— GIVEN INFORMATION —
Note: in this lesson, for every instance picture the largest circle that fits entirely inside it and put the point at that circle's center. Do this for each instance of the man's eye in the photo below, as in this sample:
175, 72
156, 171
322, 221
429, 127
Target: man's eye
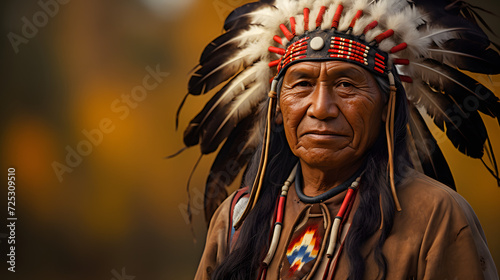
303, 84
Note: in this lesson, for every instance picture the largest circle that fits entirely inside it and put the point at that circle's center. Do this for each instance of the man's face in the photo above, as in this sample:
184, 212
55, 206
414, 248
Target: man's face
332, 112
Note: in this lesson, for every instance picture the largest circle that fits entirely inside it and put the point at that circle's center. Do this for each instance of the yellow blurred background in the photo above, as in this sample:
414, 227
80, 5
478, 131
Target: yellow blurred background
122, 205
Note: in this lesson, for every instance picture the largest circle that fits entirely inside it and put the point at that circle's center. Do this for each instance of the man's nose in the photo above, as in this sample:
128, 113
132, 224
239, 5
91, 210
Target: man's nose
323, 103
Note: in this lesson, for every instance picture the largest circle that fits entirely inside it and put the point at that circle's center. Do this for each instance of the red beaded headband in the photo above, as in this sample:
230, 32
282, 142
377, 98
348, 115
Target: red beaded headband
312, 46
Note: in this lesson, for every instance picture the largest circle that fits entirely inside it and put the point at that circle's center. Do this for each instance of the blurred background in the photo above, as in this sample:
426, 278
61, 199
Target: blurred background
71, 77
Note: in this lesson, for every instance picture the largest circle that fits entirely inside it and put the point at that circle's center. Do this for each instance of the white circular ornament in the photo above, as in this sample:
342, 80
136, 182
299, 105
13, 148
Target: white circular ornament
317, 43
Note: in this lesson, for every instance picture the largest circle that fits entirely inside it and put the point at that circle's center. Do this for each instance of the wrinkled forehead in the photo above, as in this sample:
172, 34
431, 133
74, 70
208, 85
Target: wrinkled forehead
332, 69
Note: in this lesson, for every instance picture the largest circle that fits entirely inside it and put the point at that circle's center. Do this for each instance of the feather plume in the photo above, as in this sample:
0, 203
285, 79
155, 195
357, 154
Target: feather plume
232, 157
466, 130
219, 103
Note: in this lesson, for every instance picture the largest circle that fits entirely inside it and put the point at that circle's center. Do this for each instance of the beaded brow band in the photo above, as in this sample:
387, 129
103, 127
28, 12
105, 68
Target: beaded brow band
341, 47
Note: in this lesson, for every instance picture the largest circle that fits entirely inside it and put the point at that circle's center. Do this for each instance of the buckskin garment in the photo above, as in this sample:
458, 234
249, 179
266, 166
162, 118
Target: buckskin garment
436, 236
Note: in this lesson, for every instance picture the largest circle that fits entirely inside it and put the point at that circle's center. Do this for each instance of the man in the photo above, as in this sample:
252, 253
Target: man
333, 189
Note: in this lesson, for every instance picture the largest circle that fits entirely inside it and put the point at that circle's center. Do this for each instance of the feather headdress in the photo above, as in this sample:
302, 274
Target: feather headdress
428, 42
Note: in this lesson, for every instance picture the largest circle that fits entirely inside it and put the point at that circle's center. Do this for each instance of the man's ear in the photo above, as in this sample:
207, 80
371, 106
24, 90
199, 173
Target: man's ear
279, 117
384, 112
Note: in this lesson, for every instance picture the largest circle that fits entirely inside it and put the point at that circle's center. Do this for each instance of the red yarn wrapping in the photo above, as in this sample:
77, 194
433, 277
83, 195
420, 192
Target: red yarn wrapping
336, 17
401, 61
274, 62
286, 32
278, 40
319, 19
276, 50
405, 79
384, 35
359, 14
306, 19
398, 48
370, 26
281, 208
292, 25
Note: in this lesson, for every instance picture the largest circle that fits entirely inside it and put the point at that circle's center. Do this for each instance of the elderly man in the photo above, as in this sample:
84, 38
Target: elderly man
334, 187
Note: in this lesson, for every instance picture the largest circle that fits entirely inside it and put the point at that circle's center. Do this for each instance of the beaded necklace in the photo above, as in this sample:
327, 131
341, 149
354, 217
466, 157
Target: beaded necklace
296, 175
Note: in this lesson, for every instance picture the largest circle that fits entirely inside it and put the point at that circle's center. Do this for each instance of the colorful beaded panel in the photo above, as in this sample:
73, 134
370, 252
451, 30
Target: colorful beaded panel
331, 45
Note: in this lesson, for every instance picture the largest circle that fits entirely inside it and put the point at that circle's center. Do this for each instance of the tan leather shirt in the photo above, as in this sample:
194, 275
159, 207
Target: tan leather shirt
436, 236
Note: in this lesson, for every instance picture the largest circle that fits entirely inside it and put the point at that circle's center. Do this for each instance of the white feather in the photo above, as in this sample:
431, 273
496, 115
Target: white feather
328, 17
258, 72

— EXERCISE BRIEF —
Copy out the lines word for word, starting with the line that has "of the colorful" and continuing through the last of the lines.

— COMPLETE OUTPUT —
Note: in this lesson, for every instance picture the largest circle that fits entirely inside it and put the point at that circle's center. Do this for each instance of the colorful beaded panel in the photo above, as in this sample:
73, 134
370, 252
451, 30
Target: colorful beaded panel
331, 45
Note: in this lesson, for every instance picture the largest circle that fits entirely inside it and put the point at that circle's center. Do this for each instance of the tan leather shirt in the photo above, as in this sample:
194, 275
159, 207
Target: tan leather shirt
436, 236
Note: in this lesson, for every instance picture the largest circle that fits entirely inside it and put the point at that circle's center. Do this for each instance of the white feather in the photo above, as in this sample:
431, 273
496, 115
Target: white feather
328, 17
258, 72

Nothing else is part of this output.